#### REQUIRED WORK:
Write out the full listing again, exactly as it stands.

Point labeling dataset excerpts:

======

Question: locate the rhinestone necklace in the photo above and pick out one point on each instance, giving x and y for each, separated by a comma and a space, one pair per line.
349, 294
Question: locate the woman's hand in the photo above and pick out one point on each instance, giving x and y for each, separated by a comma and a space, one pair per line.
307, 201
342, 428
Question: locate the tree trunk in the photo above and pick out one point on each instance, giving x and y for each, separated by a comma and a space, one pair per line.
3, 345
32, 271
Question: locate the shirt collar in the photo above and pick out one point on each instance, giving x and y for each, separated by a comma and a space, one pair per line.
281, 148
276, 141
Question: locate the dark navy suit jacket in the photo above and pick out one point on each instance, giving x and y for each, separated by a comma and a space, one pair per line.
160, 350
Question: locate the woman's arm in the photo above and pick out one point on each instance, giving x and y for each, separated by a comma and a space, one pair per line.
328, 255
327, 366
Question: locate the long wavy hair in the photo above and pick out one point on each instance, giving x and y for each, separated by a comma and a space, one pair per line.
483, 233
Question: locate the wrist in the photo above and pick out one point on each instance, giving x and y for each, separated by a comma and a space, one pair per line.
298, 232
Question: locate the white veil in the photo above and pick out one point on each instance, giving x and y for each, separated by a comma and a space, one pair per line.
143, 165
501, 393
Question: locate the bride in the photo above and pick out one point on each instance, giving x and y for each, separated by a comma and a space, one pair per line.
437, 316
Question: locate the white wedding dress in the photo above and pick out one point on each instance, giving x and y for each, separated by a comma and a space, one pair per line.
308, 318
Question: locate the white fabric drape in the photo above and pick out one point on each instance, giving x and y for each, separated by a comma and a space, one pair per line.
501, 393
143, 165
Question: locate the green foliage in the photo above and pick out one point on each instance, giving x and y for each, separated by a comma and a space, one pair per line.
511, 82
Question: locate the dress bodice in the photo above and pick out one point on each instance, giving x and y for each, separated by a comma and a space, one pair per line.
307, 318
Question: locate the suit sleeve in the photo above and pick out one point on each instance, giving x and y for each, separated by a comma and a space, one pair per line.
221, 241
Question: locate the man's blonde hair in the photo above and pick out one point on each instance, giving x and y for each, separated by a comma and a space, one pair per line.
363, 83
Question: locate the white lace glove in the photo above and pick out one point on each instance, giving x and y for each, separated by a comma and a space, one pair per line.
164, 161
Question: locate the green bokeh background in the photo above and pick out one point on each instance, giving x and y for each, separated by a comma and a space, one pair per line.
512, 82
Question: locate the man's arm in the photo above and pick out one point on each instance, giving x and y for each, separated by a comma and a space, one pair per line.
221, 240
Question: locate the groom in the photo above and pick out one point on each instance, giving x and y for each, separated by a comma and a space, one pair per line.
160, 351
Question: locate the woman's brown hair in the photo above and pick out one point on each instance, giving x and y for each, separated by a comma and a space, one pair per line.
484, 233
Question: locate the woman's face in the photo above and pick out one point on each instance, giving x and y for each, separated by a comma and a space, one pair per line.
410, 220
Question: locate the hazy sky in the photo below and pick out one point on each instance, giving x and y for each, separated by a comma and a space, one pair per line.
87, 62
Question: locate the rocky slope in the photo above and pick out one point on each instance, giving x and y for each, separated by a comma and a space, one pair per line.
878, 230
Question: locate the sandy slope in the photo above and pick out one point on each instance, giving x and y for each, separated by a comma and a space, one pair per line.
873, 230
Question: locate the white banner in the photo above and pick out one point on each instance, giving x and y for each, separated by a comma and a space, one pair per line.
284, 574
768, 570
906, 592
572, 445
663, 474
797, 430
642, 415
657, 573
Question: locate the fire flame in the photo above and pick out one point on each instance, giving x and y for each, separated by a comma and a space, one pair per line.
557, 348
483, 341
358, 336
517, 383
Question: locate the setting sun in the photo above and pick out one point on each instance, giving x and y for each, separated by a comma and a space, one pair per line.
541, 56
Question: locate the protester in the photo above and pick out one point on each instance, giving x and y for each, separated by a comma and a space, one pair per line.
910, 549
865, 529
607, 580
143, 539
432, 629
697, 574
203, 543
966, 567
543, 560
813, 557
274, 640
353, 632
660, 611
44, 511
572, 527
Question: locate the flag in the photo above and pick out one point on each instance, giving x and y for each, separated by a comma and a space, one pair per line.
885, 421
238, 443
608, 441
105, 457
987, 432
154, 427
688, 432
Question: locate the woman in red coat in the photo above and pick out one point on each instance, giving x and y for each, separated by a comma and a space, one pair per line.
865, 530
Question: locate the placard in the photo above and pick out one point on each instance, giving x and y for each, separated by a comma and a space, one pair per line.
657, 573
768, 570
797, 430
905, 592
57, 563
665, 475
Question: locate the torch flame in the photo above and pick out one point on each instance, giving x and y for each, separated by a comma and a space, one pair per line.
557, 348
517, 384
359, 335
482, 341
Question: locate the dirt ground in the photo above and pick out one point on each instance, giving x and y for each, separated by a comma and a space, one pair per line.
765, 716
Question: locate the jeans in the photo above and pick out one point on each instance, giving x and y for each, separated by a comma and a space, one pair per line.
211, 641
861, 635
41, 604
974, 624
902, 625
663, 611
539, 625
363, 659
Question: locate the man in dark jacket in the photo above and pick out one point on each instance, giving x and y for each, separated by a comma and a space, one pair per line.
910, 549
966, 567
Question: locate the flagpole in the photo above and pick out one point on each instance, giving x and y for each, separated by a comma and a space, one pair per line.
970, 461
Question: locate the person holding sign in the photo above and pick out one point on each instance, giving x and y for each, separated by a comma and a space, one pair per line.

======

#### TASK SOLUTION:
Question: locate the rhinestone necklace in the photo above and pick out one point on each instance, giving x and y for each, separated by a comma and a space, one pair per line.
349, 294
Question: locate the woman's hand in the photo above and pick out one point on each instance, giving x and y for each, separated by a comma and a space, one pair per line.
307, 201
342, 428
Question: locate the tree trunk in the photo above and pick out one point on each instance, giving x and y for each, separated by a comma and a space, one pair per line.
3, 345
32, 271
Question: locate the shirt collar in the photo above and pick out one point on each instance, giving x and y for each, separated by a comma and a space, one pair per line.
281, 148
276, 141
Question: locate the dark navy suit jacket in the photo above and pick out one point on each instance, giving x and y for each, separated by a comma and a space, one pair per line.
160, 350
Question: locate the woman's arm in the photo above and pick out one point on each instance, giving x and y for each, separated by a comma and a space, one pair per line.
328, 255
327, 366
Question: locate the long wavy hair in the photo above and pick out one point on each instance, giving x and y for each, separated by a comma and a space, one pair per line.
483, 233
Question: locate the wrist in the photo above and pick out one point on each instance, giving x and y for each, separated by a comma and a space, one pair per line.
298, 232
Question: locate the white veil in the photo above and pick out one point on each instance, giving x and y for each, separated by a comma and a space, one pair per line.
143, 165
501, 393
Question: locate the bride in the photo above and pick out one point on each instance, giving x and y for each, separated by a comma and a space, one pair per line.
437, 316
Question: locate the white wedding dress in the photo above and pick out one point on each instance, giving x and y for each, separated by a comma and a space, one pair per line.
308, 318
Question: locate the white fabric drape in the photo above and pick out one point on each instance, giving x and y for each, separated by a comma and a space, one pair per line.
501, 393
143, 165
Question: locate the green foliage in the photo above and pick out one point on each instance, giving x and y for each, separated by a comma and a space, one pair per line.
511, 82
Question: locate the dress bodice in the photo above and pick out one point on each instance, giving x and y for each, separated by a comma and a space, one pair per line.
307, 318
Question: locate the suit sleeve in the photo above and pick out one point on each instance, giving x and y for each, separated by a comma and a space, one pair per line.
221, 241
Question: locate the man's blonde hair in the photo above and pick out one point on each instance, giving x and y for each, separated by a comma and a space, one pair per line.
363, 83
Question: locate the white lace glove in the photo above and pick out one point on each instance, giving x and y for each, separated by a comma and a space, one pair per line.
164, 161
Question: locate the green bokeh background in the photo above and pick out one point on each instance, giving x and y for each, separated by a comma and a space, one pair per line.
512, 82
Question: locate the man's arm in the photo above and pick out one point on each instance, giving x and y for each, separated by a comma and a space, one pair per line.
221, 240
Question: locate the groom in the photo above and pick out one point on each instance, giving x and y for each, separated by a comma and a space, one pair per line.
160, 351
Question: locate the woman's brown hair in the photo above and pick out one point on each instance, giving x and y for each, separated by a comma and a space, one pair per line.
484, 233
Question: locate the woman's face in the photo above and pick out one point on each instance, giving x and y for each, separated by a comma and a space, one pair per line.
410, 220
Question: locate the hazy sky in the photo below and pick out one point on each instance, giving x and y for each, separated by a comma and a space, one pair per line.
87, 62
Question: locate the rocky slope in the photo above and pick out one point on each instance, giving x and y for each, separated by a comma and a space, one pair per line.
878, 230
Question: locate the sandy slope in the photo above and pick out one point on each instance, giving x and y for each, separated by a comma and a space, one pair per line.
873, 230
Question: locate the white banner in the photo above and pick out one point on each instance, giving x and y for each, separated by a comma and a space, one pair per line.
284, 574
768, 570
906, 592
572, 445
663, 474
797, 430
642, 415
657, 573
Question: locate the fire flame in the photo above and pick out one point on each instance, giving x and y for each, separated by a comma and a space, one pair per line.
557, 348
483, 341
358, 336
517, 383
Question: locate the setting sun in the photo above and pick out one point on each instance, giving x and y for each, separated by a comma and a space, one pair per line.
541, 56
Question: locate the protester in the photo above and pick out one point on each instance, giving x and y for each, separated by a comma and a space, one pair per line.
910, 549
865, 529
607, 580
143, 539
432, 629
697, 574
203, 543
966, 567
543, 560
813, 557
274, 640
353, 632
660, 611
44, 511
572, 527
Question: locate the flag in the photo above and pick out one point on each instance, giving x and y for each, separated by a comma and a space, one pair per line.
885, 421
238, 443
608, 441
105, 457
987, 432
154, 427
688, 432
Question: locate the woman in red coat in the photo above and pick out one point on each instance, giving x and y for each, separated by a comma and a space, one pair per line.
865, 530
Question: locate the placard in the photo above and pick out one point on each instance, giving x and y for each, separated by a comma and a space, one pair per line.
657, 573
768, 570
797, 430
905, 592
57, 563
665, 475
Question: locate the torch flame in the photo above and pick out one point on each instance, giving x and y for each, separated by a comma and a space, one pair per line.
557, 348
517, 384
359, 335
482, 341
Question: locate the dirt ground in the photo above and pick out one point on each instance, giving x and y for each, separated by a comma and a space, one pair per line.
765, 716
Question: locate the jeans in the photo above and pick out one point on each instance, giving x and y for each, separated by a comma and a space, one pair per line.
211, 641
861, 635
41, 604
974, 624
902, 625
663, 611
539, 625
363, 659
Question: locate the man in dark jacket in the photo above and pick out one point on each instance, giving x and y for each, separated by a comma and a space, one pair per line.
910, 549
966, 567
Question: locate the flagpole in the photo above and pick out one point on each instance, giving x and y for each, separated by a comma and a space, one pair per line.
970, 461
Question: locate the person holding sign in the photo above and pick out one point on each instance, giving x and y for each, separated by a comma and a space, one pair per line.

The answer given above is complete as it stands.